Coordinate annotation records

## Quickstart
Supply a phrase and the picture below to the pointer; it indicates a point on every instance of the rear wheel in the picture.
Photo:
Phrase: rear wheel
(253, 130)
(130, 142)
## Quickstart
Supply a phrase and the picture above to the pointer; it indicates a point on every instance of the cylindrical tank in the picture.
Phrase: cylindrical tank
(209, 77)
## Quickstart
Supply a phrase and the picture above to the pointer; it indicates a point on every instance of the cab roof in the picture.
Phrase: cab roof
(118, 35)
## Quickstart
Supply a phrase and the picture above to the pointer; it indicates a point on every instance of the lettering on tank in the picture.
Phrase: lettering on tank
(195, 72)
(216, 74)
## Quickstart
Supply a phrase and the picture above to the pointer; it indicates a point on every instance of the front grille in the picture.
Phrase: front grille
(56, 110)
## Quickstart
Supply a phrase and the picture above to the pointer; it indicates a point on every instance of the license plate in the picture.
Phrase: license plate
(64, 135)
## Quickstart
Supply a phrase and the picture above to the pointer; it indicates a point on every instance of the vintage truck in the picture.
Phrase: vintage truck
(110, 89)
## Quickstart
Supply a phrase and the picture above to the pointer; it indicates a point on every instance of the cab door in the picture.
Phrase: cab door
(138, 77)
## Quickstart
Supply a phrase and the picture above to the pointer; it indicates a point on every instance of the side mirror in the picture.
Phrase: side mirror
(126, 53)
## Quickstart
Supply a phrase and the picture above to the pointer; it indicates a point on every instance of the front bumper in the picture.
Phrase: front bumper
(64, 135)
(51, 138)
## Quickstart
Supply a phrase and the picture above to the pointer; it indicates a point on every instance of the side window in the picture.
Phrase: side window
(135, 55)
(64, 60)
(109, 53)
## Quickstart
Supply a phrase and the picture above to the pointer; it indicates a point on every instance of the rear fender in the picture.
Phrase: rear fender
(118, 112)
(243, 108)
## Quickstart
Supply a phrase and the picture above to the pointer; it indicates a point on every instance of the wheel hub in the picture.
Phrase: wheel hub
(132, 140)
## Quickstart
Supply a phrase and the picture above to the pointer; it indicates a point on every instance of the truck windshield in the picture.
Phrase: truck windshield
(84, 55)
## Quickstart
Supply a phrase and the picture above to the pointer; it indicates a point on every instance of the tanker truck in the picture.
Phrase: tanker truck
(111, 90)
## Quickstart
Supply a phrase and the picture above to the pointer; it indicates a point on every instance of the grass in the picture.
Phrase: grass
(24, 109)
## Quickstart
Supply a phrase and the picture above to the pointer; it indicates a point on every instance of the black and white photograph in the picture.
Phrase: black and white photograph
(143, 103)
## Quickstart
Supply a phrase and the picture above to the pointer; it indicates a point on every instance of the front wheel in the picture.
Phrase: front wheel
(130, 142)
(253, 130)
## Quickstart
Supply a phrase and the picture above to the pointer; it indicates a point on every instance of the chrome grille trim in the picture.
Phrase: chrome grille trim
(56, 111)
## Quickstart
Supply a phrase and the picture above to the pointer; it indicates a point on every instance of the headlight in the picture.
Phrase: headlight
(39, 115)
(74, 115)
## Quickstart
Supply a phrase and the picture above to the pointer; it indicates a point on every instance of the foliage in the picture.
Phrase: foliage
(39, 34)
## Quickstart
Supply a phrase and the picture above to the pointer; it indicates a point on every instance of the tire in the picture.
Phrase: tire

Problem details
All of the material above needs to be copied exactly.

Correct output
## Quickstart
Supply a phrase and the picture below to the pointer; it indicates a point on every instance of the rear wheel in the picture.
Photo:
Phrase: rear wheel
(253, 130)
(130, 142)
## Quickstart
Supply a phrase and the picture above to the pointer; it indicates a point on every instance of the cylindrical tank in the picture.
Phrase: cylindrical tank
(209, 77)
## Quickstart
Supply a phrase and the picture above to the pointer; it indicates a point on every instance of the cab roof in the picture.
Phrase: cab roof
(118, 35)
## Quickstart
Supply a phrase and the picture above to the pointer; it indicates a point on every instance of the lettering on tank in the picture.
Phrase: lettering on tank
(195, 72)
(216, 74)
## Quickstart
Supply a phrase and the picture above to the pointer; it indicates a point on every instance of the front grille in the picture.
Phrase: front grille
(56, 110)
## Quickstart
Supply a phrase and the picture above to the pointer; it indicates a point on every instance of the license plate in the picture.
Phrase: license plate
(64, 135)
## Quickstart
Supply a phrase and the picture above to the pointer; it indicates a point on every instance of the vintage truck in the picture.
Phrase: vintage truck
(110, 89)
## Quickstart
Supply a phrase and the picture above to the pointer; it indicates a point on every instance of the cab door in the picture.
Phrase: cab door
(138, 77)
## Quickstart
Supply a phrase and the picture above to the pointer; it indicates a point on every instance of the side mirror in the picture.
Phrase: side mirror
(126, 53)
## Quickstart
Supply a phrase and the picture above to the pointer; it indicates a point on every instance of the front bumper in the picture.
Phrase: front bumper
(64, 135)
(51, 138)
## Quickstart
Supply a phrase and the picture above to the pointer; it indicates a point on every instance of the side window in the picture.
Phrase: side window
(135, 55)
(64, 60)
(109, 53)
## Quickstart
Supply a phrase and the picture above to the pointer; it indicates a point on every instance of the rear fender in the picture.
Phrase: rear fender
(118, 112)
(243, 108)
## Quickstart
Supply a phrase and the picture above to the pointer; it indicates a point on every instance of the wheel hub in the picture.
Phrase: wheel hub
(132, 140)
## Quickstart
Supply a phrase and the picture above to the pointer; it indicates a point on every instance of the truck windshield in the picture.
Phrase: truck windshield
(84, 55)
## Quickstart
Supply a phrase and the picture above to the pointer; it indicates a point on every instance of the tanker truck in the picture.
Phrase: tanker truck
(111, 90)
## Quickstart
Supply a phrase and the picture above to the pointer; it indicates a point on every instance of the grass in the picture.
Phrase: grass
(24, 109)
## Quickstart
Supply a phrase and the picture above to the pointer; it indicates a point on every instance of the black and white photograph in the picture.
Phrase: black and white photograph
(143, 103)
## Quickstart
Supply a phrase and the picture above to the pointer; it indicates a point on every instance of the front wheel in the picture.
Phrase: front wheel
(130, 142)
(253, 130)
## Quickstart
Supply a phrase and the picture above to the pointer; it indicates a point on every instance of the chrome grille trim in the picture.
Phrase: chrome grille trim
(56, 111)
## Quickstart
Supply a phrase and the picture above to the pointer; it indicates a point on every instance of the headlight in the picture.
Phrase: headlight
(39, 115)
(74, 115)
## Quickstart
Supply a phrase and the picture above to the pointer; it indicates a point on every instance of the foliage in the picture.
Phrase: foliage
(39, 34)
## Quickstart
Supply a phrase and the picture above to the pointer; it indicates a point on every instance of the tire in the picture.
Phrase: tire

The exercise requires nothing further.